TEXT SEGMENT:

◇ ◇ ◇ ◇

Biomechanical comparison of lumbar spine instability between laminectomy and bilateral laminotomy for spinal stenosis syndrome - an experimental study in porcine model

Abstract

Background: The association of lumbar spine instability between laminectomy and laminotomy has been clinically studied, but the corresponding in vitro biomechanical studies have not been reported. We investigated the hypothesis that the integrity of the posterior complex (spinous process-interspinous ligament-spinous process) plays an important role on the postoperative spinal stability in decompressive surgery.

Methods: Eight porcine lumbar spine specimens were studied. Each specimen was tested intact and after two decompression procedures. All posterior components were preserved in Group A (Intact). In Group B (Bilateral laminotomy), the inferior margin of L4 lamina and superior margin of L5 lamina were removed, but the L4-L5 supraspinous ligament was preserved. Fenestrations were made on both sides. In Group C (Laminectomy) the lamina and spinous processes of lower L4 and upper L5 were removed. Ligamentum flavum and supraspinous ligament of L4-L5 were removed. A hydraulic testing machine was used to generate an increasing moment up to 8400 N-mm in flexion and extension. Intervertebral displacement at decompressive level L4-L5 was measured by extensometer

Results: The results indicated that, under extension motion, intervertebral displacement between the specimen in intact form and at two different decompression levels did not significantly differ (P > 0.05). However, under flexion motion, intervertebral displacement of the laminectomy specimens at decompression level L4-L5 was statistically greater than in intact or bilateral laminotomy specimens (P = 0.0000963 and P = 0.000418, respectively). No difference was found between intact and bilateral laminotomy groups. (P > 0.05).

Conclusion: We concluded that a lumbar spine with posterior complex integrity is less likely to develop segment instability than a lumbar spine with a destroyed anchoring point for supraspinous ligament.

Figure 1

Lateral View and posterior view of lumbar spine after (A) laminectomy and (B) bilateral laminotomy. In laminectomy, the lamina and spinous processes of lower L4 and upper L5 are removed by rongeur and Kerrison clamp. The ligamentum flavum and supraspinous ligament of L4–L5 are removed. In laminotomy, fenestration is made on both sides. The inferior margin of L4 lamina and superior margin of L5 lamina are removed by burr. The L4–L5 ligamentum flavum is removed.

◇ ◇ ◇ ◇

PROVIDED RECORDS:

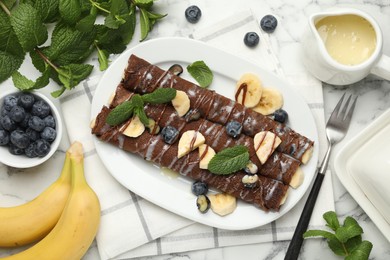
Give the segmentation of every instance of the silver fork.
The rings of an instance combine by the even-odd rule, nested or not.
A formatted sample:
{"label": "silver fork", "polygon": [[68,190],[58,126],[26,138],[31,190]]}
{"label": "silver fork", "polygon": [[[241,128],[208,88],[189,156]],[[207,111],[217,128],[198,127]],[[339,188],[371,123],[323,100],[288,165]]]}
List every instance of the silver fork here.
{"label": "silver fork", "polygon": [[334,108],[328,122],[326,123],[326,137],[328,139],[328,150],[326,151],[325,157],[321,163],[321,166],[317,169],[317,176],[314,181],[313,187],[310,191],[309,197],[307,198],[305,207],[303,208],[301,217],[298,221],[298,225],[295,229],[294,235],[287,249],[285,260],[295,260],[298,258],[301,246],[303,243],[303,233],[306,231],[307,226],[313,212],[314,205],[317,200],[318,193],[321,189],[322,181],[325,177],[325,171],[328,168],[329,158],[332,148],[335,144],[340,142],[346,135],[351,122],[352,114],[355,109],[357,97],[354,99],[350,109],[348,110],[349,103],[351,102],[352,95],[350,95],[342,106],[344,95]]}

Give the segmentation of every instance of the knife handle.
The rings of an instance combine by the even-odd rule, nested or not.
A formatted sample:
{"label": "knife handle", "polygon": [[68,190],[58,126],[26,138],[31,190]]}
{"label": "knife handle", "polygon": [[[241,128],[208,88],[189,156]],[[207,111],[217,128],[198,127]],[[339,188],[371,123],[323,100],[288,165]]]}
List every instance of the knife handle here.
{"label": "knife handle", "polygon": [[295,228],[294,235],[291,239],[290,245],[287,249],[284,260],[295,260],[298,259],[299,252],[303,243],[303,233],[306,232],[310,222],[311,214],[313,213],[314,205],[320,192],[322,181],[324,180],[325,174],[319,173],[317,170],[317,176],[314,181],[313,187],[311,188],[309,197],[307,198],[306,204],[303,208],[301,217],[299,218],[298,225]]}

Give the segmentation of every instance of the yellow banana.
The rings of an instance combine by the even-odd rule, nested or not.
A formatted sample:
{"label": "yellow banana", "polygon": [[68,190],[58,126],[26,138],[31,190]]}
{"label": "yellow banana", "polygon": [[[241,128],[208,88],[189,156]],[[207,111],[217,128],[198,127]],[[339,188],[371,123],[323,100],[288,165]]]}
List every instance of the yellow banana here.
{"label": "yellow banana", "polygon": [[68,151],[72,187],[57,225],[34,246],[4,259],[78,260],[92,244],[100,222],[100,203],[84,177],[82,145],[75,142]]}
{"label": "yellow banana", "polygon": [[60,177],[34,200],[0,208],[0,247],[26,245],[46,236],[58,222],[71,187],[67,154]]}

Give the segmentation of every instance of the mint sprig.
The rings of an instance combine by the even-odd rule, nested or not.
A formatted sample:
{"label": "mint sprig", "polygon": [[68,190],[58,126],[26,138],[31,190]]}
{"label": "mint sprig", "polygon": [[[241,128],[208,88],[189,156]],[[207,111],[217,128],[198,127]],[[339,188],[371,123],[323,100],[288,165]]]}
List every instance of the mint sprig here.
{"label": "mint sprig", "polygon": [[334,211],[326,212],[323,218],[334,233],[325,230],[308,230],[303,234],[303,237],[325,238],[329,248],[336,255],[344,256],[346,260],[368,259],[372,243],[362,240],[363,229],[354,218],[346,217],[343,225],[340,225]]}
{"label": "mint sprig", "polygon": [[[153,4],[154,0],[0,0],[0,65],[4,65],[0,83],[12,76],[16,88],[28,91],[45,87],[49,75],[59,85],[52,96],[60,96],[90,75],[92,66],[84,63],[92,54],[96,53],[100,70],[108,68],[109,56],[122,53],[133,39],[137,17],[140,39],[146,39],[153,25],[166,16],[154,13]],[[14,73],[26,54],[42,73],[35,81],[20,71]]]}
{"label": "mint sprig", "polygon": [[214,174],[226,175],[242,170],[248,162],[248,148],[243,145],[237,145],[217,153],[210,160],[208,170]]}
{"label": "mint sprig", "polygon": [[187,71],[202,88],[207,88],[213,81],[214,75],[204,61],[195,61],[187,66]]}
{"label": "mint sprig", "polygon": [[173,88],[156,89],[152,93],[143,96],[134,94],[130,100],[123,102],[111,110],[106,118],[106,123],[110,126],[120,125],[135,114],[145,126],[148,126],[149,118],[145,113],[145,103],[164,104],[170,102],[175,96],[176,90]]}

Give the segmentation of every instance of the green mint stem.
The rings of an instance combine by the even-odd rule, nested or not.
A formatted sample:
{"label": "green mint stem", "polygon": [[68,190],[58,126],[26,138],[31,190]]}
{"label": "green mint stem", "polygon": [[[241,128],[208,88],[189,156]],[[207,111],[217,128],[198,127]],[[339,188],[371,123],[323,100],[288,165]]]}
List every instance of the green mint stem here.
{"label": "green mint stem", "polygon": [[1,9],[4,10],[4,12],[8,15],[11,15],[11,12],[8,10],[8,8],[5,6],[5,4],[3,3],[3,1],[0,1],[0,6],[1,6]]}

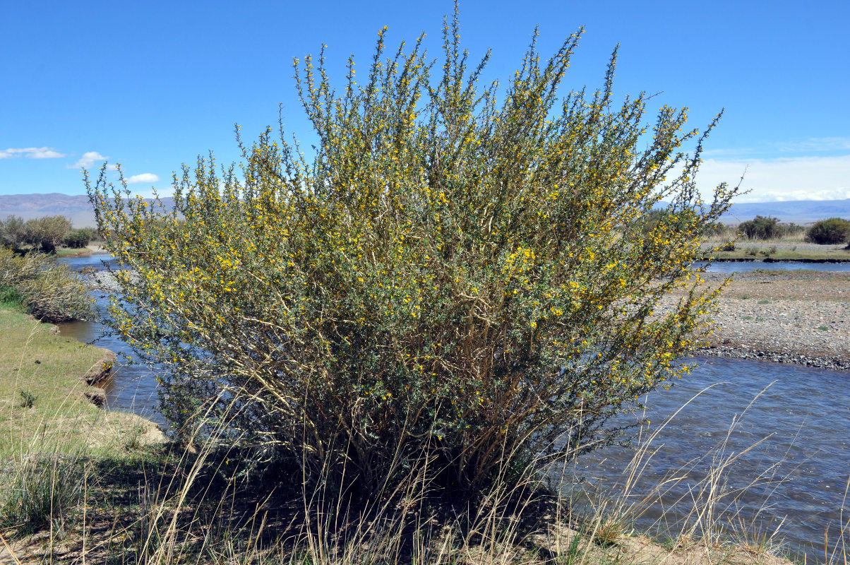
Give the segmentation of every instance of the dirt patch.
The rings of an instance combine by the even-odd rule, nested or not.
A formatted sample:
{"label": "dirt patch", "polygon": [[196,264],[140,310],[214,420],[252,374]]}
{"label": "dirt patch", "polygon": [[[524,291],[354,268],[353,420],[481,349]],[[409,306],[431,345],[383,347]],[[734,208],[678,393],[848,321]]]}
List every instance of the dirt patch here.
{"label": "dirt patch", "polygon": [[[704,277],[715,286],[727,277]],[[850,273],[738,273],[712,318],[715,331],[704,353],[850,370]]]}

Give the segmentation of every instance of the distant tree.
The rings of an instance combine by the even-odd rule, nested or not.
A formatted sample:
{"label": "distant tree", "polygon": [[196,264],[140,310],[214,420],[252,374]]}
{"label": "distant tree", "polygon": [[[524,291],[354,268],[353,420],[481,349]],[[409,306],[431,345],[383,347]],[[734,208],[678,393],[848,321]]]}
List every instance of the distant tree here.
{"label": "distant tree", "polygon": [[18,249],[26,242],[26,223],[15,215],[0,220],[0,243],[3,247]]}
{"label": "distant tree", "polygon": [[71,230],[71,232],[62,240],[62,244],[65,247],[79,249],[88,245],[89,242],[94,239],[97,230],[91,227],[81,227]]}
{"label": "distant tree", "polygon": [[782,235],[779,223],[778,218],[756,216],[739,225],[738,230],[746,236],[747,239],[775,239]]}
{"label": "distant tree", "polygon": [[71,231],[71,220],[65,216],[42,216],[28,220],[26,224],[26,241],[43,253],[54,253]]}
{"label": "distant tree", "polygon": [[806,241],[820,245],[836,245],[850,238],[850,221],[842,218],[821,220],[806,232]]}

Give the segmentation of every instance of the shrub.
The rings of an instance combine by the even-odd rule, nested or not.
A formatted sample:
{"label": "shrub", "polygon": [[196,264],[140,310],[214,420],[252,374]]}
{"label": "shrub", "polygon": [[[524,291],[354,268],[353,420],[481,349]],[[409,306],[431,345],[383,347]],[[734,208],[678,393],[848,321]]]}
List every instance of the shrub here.
{"label": "shrub", "polygon": [[850,240],[850,221],[841,218],[820,220],[806,231],[806,241],[812,243],[836,245],[848,240]]}
{"label": "shrub", "polygon": [[18,249],[26,240],[26,223],[15,215],[0,220],[0,243],[4,247]]}
{"label": "shrub", "polygon": [[79,249],[88,245],[94,239],[96,234],[97,230],[90,227],[81,227],[71,230],[71,233],[62,239],[62,244],[65,247]]}
{"label": "shrub", "polygon": [[693,265],[735,192],[694,184],[714,123],[679,133],[664,106],[647,145],[615,57],[604,88],[559,100],[579,34],[542,62],[532,43],[498,94],[456,18],[438,76],[420,43],[383,60],[383,33],[342,94],[323,58],[296,61],[311,162],[269,128],[240,139],[239,175],[184,167],[173,213],[87,174],[127,267],[107,322],[162,363],[176,427],[216,416],[308,482],[376,494],[416,469],[469,494],[616,441],[608,419],[687,372],[717,296]]}
{"label": "shrub", "polygon": [[65,216],[42,216],[27,220],[26,243],[43,253],[54,253],[68,232],[71,220]]}
{"label": "shrub", "polygon": [[782,236],[779,220],[771,216],[756,216],[738,226],[739,231],[747,239],[774,239]]}
{"label": "shrub", "polygon": [[92,313],[88,288],[79,276],[36,252],[16,255],[0,248],[0,300],[20,301],[44,322],[85,319]]}

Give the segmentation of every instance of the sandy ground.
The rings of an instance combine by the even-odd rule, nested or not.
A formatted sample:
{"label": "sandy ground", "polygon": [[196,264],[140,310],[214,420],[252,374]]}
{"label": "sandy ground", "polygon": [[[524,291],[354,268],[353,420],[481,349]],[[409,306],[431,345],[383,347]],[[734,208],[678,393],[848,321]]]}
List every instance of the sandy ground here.
{"label": "sandy ground", "polygon": [[850,273],[737,273],[719,305],[704,353],[850,371]]}

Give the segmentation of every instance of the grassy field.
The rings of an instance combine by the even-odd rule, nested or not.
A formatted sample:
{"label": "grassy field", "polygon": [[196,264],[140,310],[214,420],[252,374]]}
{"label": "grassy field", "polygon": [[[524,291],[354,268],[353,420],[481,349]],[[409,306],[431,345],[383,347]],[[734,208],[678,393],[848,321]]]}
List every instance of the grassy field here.
{"label": "grassy field", "polygon": [[84,377],[104,370],[105,350],[56,335],[15,305],[0,304],[0,457],[37,450],[114,450],[153,425],[107,413],[86,393]]}

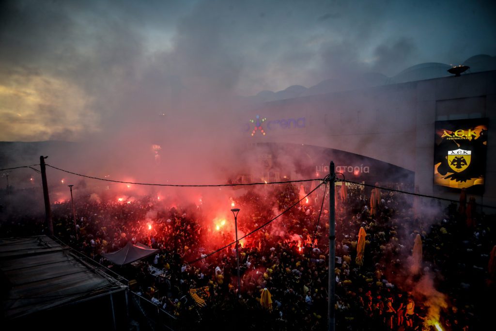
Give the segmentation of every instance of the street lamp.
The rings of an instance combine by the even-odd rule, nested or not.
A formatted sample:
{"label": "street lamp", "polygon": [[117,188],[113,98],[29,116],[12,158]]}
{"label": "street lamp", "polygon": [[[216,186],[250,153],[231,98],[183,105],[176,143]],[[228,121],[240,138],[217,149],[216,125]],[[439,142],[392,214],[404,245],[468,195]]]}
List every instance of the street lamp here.
{"label": "street lamp", "polygon": [[74,185],[67,185],[70,189],[70,202],[72,204],[72,219],[74,220],[74,229],[76,231],[76,240],[79,240],[77,236],[77,226],[76,225],[76,212],[74,210],[74,199],[72,199],[72,187]]}
{"label": "street lamp", "polygon": [[240,212],[239,208],[233,208],[231,209],[234,215],[234,226],[236,231],[236,263],[238,264],[238,294],[241,295],[241,278],[240,277],[240,255],[238,248],[238,213]]}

◇ ◇ ◇ ◇

ACTION ITEM A: In the porcine lumbar spine study, what is the maximum moment that the hydraulic testing machine applied in flexion and extension?
ACTION ITEM B: Write out the part of the porcine lumbar spine study from "Conclusion: We concluded" up to and including "flavum is removed.".
ACTION ITEM C: Continue the porcine lumbar spine study, starting after its last sentence.

ANSWER A: 8400 N-mm

ANSWER B:
Conclusion: We concluded that a lumbar spine with posterior complex integrity is less likely to develop segment instability than a lumbar spine with a destroyed anchoring point for supraspinous ligament.

Figure 1

Lateral View and posterior view of lumbar spine after (A) laminectomy and (B) bilateral laminotomy. In laminectomy, the lamina and spinous processes of lower L4 and upper L5 are removed by rongeur and Kerrison clamp. The ligamentum flavum and supraspinous ligament of L4–L5 are removed. In laminotomy, fenestration is made on both sides. The inferior margin of L4 lamina and superior margin of L5 lamina are removed by burr. The L4–L5 ligamentum flavum is removed.

ANSWER C:
Figure 2

Photograph of the lumbar spine (A) intact, and at two different levels of decompression following (B) bilateral laminotomy and (C) laminectomy.

Figure 3

Photograph of the (A) experimental setup for measuring intervertebral displacement and (B) flexion motion of intact lumbar spine. By using a specially designed fixture, an 8,400 N-mm constant moment generated through the axial movement of the MTS actuator was applied to the spine specimen to achieve flexion and extension motions. Intervertebral displacement at L4–L5 adjacent to the fusion level was recorded continuously using an MTS extensometer.

Figure 4

A diagram of a typical intervertebral displacement versus applied moment on the decompressive segment under flexion motion. The curve pattern demonstrates a significant decrease in intervertebral displacement of the decompressive segment as flexion moment increases in the early period. However, the rate (slope) gradually decreased as flexion moment increased.

Figure 5

Intervertebral displacement of L3–L4 segment under flexion and extension motions (8400 N-mm). Intervertebral displacement between three different decompressive procedures under extension motion did not significantly differ (P > 0.05). However, under flexion motion, intervertebral displacement in the laminectomy group was statistically higher than in the intact or bilateral laminotomy groups (P < 0.05).